▸ Work to complete:
Repeat exactly the lines from the line containing "the rear wheel" through the last line of the records below, inclusive, and nothing else.

Records to use: Begin

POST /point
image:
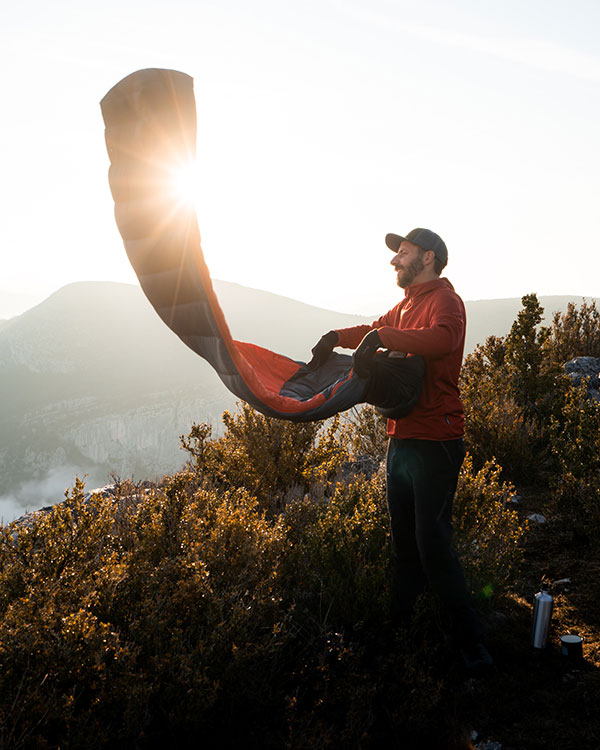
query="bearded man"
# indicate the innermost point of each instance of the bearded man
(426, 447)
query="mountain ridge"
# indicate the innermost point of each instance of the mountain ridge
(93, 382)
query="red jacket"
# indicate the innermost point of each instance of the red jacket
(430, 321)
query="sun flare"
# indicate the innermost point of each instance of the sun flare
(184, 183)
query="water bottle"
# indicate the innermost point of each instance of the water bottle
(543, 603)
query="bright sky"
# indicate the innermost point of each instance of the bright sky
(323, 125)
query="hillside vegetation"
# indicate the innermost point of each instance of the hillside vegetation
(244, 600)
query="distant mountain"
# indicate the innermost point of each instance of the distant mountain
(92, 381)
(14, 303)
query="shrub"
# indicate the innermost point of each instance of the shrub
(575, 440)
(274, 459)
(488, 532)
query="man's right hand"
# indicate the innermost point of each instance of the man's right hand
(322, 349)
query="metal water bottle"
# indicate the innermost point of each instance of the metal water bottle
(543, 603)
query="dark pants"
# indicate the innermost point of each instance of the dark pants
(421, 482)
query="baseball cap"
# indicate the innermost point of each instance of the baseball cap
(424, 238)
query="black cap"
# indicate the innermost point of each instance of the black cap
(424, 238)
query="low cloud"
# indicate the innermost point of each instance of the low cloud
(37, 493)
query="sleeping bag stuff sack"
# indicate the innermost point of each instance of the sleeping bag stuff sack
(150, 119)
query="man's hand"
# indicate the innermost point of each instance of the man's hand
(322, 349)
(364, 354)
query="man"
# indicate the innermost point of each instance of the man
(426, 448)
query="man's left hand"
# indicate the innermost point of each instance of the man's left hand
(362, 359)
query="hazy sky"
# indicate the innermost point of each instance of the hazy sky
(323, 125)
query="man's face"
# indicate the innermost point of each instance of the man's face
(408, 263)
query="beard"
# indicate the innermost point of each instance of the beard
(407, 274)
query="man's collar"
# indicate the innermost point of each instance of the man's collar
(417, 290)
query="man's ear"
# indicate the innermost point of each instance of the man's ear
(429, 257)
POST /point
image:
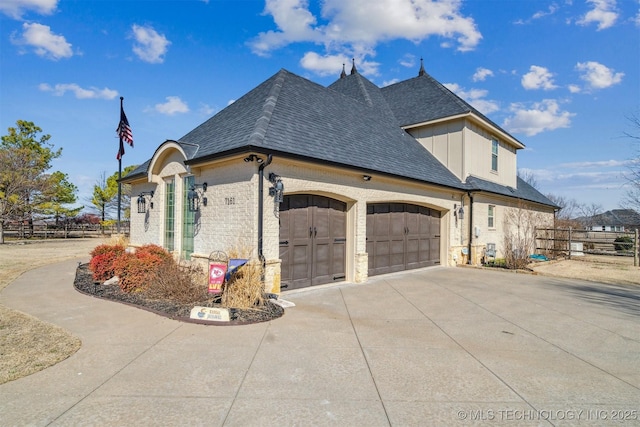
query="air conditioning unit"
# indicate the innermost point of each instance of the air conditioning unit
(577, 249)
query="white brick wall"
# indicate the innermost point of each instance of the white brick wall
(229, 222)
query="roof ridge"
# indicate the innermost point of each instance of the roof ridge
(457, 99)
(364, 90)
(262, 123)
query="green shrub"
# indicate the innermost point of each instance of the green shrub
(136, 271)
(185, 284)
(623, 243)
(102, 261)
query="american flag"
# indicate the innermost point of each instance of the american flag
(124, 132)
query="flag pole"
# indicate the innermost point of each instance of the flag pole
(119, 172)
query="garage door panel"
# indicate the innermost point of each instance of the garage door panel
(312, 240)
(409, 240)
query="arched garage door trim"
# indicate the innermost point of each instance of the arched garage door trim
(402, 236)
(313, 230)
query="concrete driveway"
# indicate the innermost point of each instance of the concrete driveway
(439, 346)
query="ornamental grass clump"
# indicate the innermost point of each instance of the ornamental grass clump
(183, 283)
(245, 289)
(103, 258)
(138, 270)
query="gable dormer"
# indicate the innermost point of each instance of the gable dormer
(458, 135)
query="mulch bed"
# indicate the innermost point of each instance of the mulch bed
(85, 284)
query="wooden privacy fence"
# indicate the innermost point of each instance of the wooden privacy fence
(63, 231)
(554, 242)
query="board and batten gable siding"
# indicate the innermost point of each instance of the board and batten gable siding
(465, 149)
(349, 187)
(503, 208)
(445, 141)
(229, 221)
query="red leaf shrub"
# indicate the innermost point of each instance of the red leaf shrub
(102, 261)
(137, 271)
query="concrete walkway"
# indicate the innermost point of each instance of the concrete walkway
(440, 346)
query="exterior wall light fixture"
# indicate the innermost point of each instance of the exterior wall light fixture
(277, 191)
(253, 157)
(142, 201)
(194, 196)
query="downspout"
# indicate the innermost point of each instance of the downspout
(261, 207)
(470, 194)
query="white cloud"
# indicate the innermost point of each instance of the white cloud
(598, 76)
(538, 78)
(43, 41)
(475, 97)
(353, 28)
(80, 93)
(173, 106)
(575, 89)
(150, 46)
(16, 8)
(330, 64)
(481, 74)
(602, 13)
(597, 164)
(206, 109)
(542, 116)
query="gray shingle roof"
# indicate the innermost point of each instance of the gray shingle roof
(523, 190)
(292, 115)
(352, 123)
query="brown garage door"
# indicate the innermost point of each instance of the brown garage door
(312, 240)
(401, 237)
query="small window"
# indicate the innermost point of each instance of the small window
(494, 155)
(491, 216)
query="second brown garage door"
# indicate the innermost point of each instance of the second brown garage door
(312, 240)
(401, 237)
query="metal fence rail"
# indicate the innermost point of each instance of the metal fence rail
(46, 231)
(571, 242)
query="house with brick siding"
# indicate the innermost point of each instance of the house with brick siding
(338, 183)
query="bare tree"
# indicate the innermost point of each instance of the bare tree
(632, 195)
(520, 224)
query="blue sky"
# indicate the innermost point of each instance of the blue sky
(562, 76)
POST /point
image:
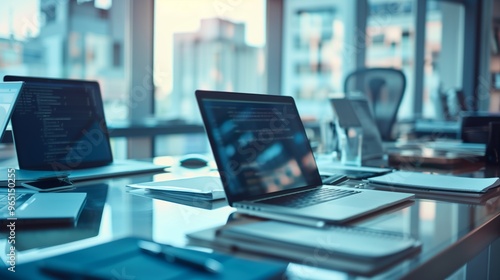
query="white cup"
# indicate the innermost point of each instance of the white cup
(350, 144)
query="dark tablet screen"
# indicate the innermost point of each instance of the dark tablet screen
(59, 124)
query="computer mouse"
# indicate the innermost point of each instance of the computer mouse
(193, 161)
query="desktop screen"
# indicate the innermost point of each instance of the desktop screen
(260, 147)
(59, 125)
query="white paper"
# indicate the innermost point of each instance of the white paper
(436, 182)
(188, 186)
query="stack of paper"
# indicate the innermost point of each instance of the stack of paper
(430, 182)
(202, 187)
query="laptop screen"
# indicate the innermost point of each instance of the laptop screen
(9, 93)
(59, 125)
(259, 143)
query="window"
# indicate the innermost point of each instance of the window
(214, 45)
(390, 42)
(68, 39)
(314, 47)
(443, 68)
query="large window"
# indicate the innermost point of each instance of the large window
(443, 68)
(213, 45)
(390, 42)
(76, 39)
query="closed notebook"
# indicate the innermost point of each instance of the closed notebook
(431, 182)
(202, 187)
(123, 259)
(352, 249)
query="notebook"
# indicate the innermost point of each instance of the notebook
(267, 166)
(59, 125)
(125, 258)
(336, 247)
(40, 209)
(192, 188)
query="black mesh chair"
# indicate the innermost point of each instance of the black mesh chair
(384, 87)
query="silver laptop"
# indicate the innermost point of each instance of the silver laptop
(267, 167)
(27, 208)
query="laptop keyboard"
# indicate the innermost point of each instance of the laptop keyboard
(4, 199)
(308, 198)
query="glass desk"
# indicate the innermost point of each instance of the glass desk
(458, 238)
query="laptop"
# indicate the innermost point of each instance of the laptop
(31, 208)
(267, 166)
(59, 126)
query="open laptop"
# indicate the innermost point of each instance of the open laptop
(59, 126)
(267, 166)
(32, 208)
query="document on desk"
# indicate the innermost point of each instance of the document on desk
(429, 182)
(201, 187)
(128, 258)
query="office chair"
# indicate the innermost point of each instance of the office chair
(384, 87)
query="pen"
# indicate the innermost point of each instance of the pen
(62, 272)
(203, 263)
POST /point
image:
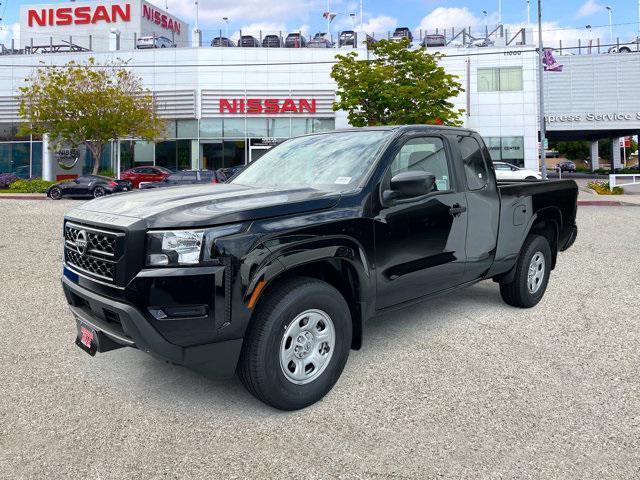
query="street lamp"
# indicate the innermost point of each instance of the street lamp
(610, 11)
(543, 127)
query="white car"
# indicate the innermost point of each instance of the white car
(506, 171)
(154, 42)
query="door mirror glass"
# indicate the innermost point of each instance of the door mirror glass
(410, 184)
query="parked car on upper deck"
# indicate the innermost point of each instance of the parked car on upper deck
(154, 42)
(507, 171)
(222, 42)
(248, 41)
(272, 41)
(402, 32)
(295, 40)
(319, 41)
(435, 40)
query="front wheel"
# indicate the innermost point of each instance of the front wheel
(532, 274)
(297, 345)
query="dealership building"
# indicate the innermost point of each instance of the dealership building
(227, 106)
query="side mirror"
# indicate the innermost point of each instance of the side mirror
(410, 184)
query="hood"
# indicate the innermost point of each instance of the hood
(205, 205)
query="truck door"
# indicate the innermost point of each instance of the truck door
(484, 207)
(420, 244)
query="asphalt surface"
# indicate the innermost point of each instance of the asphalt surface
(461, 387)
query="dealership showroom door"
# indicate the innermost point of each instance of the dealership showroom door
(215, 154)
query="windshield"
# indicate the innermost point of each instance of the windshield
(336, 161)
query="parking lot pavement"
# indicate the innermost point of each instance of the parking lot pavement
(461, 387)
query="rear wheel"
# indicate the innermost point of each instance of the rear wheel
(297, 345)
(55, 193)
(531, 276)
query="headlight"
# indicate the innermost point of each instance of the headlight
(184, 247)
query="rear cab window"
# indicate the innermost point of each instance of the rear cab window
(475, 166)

Records to use: End

▸ Answer space:
# indicate the innermost point of each instance of the rear wheel
(297, 345)
(55, 193)
(531, 276)
query="headlight"
# indicate the innermost point of each instance of the headlight
(184, 247)
query="rear cab window"
# indicate the innermost point of each instance of the rear cab window
(475, 166)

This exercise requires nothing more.